● Prompt: Please return the listing below word for word, minus its pictures.

====== Data extract ======

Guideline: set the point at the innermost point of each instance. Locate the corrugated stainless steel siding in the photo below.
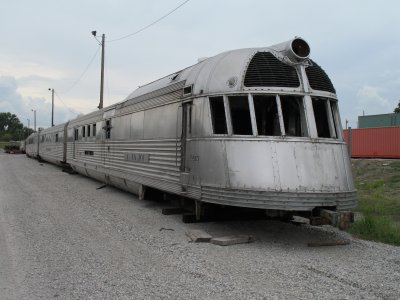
(146, 102)
(164, 158)
(277, 200)
(52, 151)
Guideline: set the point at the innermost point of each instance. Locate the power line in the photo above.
(83, 73)
(151, 24)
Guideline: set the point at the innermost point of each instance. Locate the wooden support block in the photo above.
(346, 218)
(331, 243)
(318, 221)
(232, 240)
(198, 236)
(330, 215)
(172, 211)
(189, 218)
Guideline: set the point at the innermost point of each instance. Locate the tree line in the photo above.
(11, 128)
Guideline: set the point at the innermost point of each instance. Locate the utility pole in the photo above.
(102, 43)
(103, 37)
(52, 107)
(34, 118)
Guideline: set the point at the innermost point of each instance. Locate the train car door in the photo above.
(186, 132)
(107, 137)
(76, 136)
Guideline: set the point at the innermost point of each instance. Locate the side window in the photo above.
(108, 129)
(335, 119)
(267, 116)
(322, 115)
(218, 115)
(293, 115)
(240, 115)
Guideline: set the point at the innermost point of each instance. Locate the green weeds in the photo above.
(378, 203)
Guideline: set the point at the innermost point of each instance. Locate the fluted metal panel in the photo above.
(300, 201)
(161, 171)
(147, 101)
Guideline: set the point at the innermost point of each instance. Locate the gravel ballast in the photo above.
(60, 237)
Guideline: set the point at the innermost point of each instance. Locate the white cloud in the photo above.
(12, 101)
(371, 101)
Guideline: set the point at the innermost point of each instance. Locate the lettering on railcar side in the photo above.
(137, 157)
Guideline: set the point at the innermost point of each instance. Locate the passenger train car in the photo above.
(256, 127)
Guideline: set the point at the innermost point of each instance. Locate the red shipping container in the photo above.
(378, 142)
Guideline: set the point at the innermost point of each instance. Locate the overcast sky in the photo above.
(48, 44)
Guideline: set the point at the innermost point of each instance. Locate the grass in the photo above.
(378, 185)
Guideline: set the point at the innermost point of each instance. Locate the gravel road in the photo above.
(61, 238)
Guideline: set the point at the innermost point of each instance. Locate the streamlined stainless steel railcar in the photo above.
(257, 127)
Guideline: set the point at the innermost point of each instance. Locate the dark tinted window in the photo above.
(321, 117)
(267, 115)
(240, 115)
(218, 115)
(293, 115)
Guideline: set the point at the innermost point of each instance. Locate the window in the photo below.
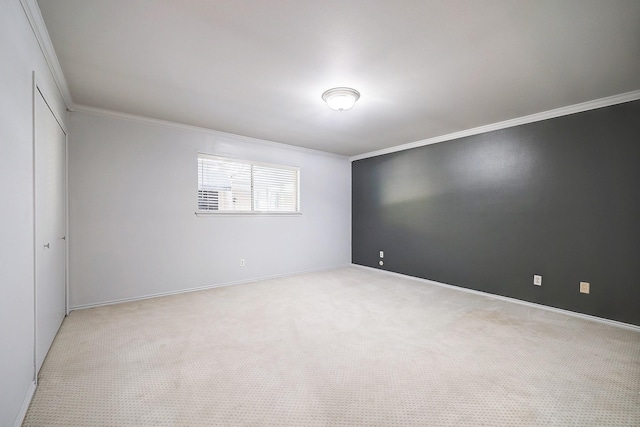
(228, 185)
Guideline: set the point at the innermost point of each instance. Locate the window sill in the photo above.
(212, 214)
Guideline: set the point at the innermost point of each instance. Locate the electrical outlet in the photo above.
(584, 287)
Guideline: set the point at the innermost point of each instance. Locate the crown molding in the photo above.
(219, 134)
(34, 16)
(558, 112)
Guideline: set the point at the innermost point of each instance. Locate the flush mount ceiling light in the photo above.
(341, 98)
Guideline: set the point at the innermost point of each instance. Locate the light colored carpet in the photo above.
(346, 347)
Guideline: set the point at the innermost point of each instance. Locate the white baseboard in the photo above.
(25, 405)
(200, 288)
(610, 322)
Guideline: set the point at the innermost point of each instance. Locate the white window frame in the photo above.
(251, 164)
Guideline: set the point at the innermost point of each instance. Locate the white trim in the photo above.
(558, 112)
(34, 16)
(25, 405)
(609, 322)
(203, 288)
(219, 134)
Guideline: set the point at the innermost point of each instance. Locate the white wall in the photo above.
(132, 199)
(20, 56)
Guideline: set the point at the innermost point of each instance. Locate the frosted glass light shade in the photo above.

======

● Answer space:
Guideline: set the point at the innermost point of each instance. Locate the corrugated stainless steel siding in the photo below.
(146, 102)
(164, 158)
(277, 200)
(52, 151)
Guideline: set the point at the innermost point of each instance. Locate the power line in the photo above.
(83, 73)
(151, 24)
Guideline: set the point at the innermost point of each instance. Locate the wooden support block in the photo above.
(346, 218)
(331, 243)
(318, 221)
(232, 240)
(198, 236)
(330, 215)
(172, 211)
(189, 218)
Guideline: set the point at the innermost point of each instance. Locate the tree line in the photo above.
(11, 128)
Guideline: set the point at the innermost point of each instance. Locate the utility pole in the photo above.
(102, 43)
(103, 37)
(52, 107)
(34, 118)
Guideline: set the point at the innermost point of each instance. Locate the train car door in the photo above.
(186, 132)
(107, 137)
(76, 136)
Guideline: set the point at the innermost point of each instance. Locate the side window in the photo above.
(108, 129)
(335, 119)
(267, 116)
(322, 115)
(218, 115)
(293, 115)
(240, 115)
Guideline: set the point at the innermost point of each instance. Locate the green weeds in the photo above.
(378, 203)
Guideline: set the point at the innermost point of each instance. Locate the fluted metal panel in the photo above.
(300, 201)
(161, 171)
(147, 101)
Guideline: set the point at the innermost point of each instance. Locate the gravel ballast in the photo above.
(60, 237)
Guideline: set the point at the innermost point of each instance. Locate the white cloud in the photo above.
(12, 101)
(371, 101)
Guideline: set the point at the innermost point of each instance. Locate the lettering on railcar side in the photo above.
(137, 157)
Guideline: set the point at the innermost point of each instance. Locate the passenger train car in the photo above.
(256, 127)
Guideline: set the point at the innermost point of each instance. Locate the red shipping container in the photo above.
(378, 142)
Guideline: set the point at the innermost point of each instance. Locate the overcast sky in the photo above.
(48, 44)
Guideline: set the point at the innermost point of each instance. Locate the grass in the photo above.
(378, 185)
Guideline: set the point at the innermost point of each instance. Locate the gravel road in the photo above.
(61, 238)
Guideline: set the point at the innermost point of each instance. Locate the streamlined stainless steel railcar in the photo above.
(257, 127)
Guideline: set the point at the innermost point of each instance. Locate the dark tinted window in the photo above.
(321, 117)
(267, 115)
(240, 115)
(218, 115)
(293, 115)
Guideline: set the point at the innermost point of each instance. Locate the window in the photo below.
(228, 185)
Guideline: set the point at the innermost point of each instance. Locate the window sill in the photo above.
(212, 214)
Guideline: set the point at the innermost point of each instance. Locate the electrical outlet in the photo above.
(584, 287)
Guideline: set the point at the innermost point of each instance. Locate the crown molding in the photo above.
(219, 134)
(34, 16)
(558, 112)
Guideline: set the point at the innermost point of each instance. Locate the flush mount ceiling light in the photo above.
(341, 98)
Guideline: set the point at the innermost point of each instance. Locate the light colored carpet in the photo above.
(346, 347)
Guideline: set the point at the innermost point of each instance. Locate the white baseboard in the photo above.
(25, 405)
(200, 288)
(610, 322)
Guideline: set the point at the innermost point of each instance. Locate the white window frame in the photo above.
(251, 164)
Guideline: set the point at the innermost point of each instance. Locate the white trim in the photo above.
(558, 112)
(34, 16)
(25, 405)
(609, 322)
(203, 288)
(219, 134)
Guideline: set the point at the innermost point of each instance. Locate the white wall in the photo above.
(132, 199)
(20, 56)
Guideline: set the point at the innermost point of each instance. Locate the frosted glass light shade in the photo above.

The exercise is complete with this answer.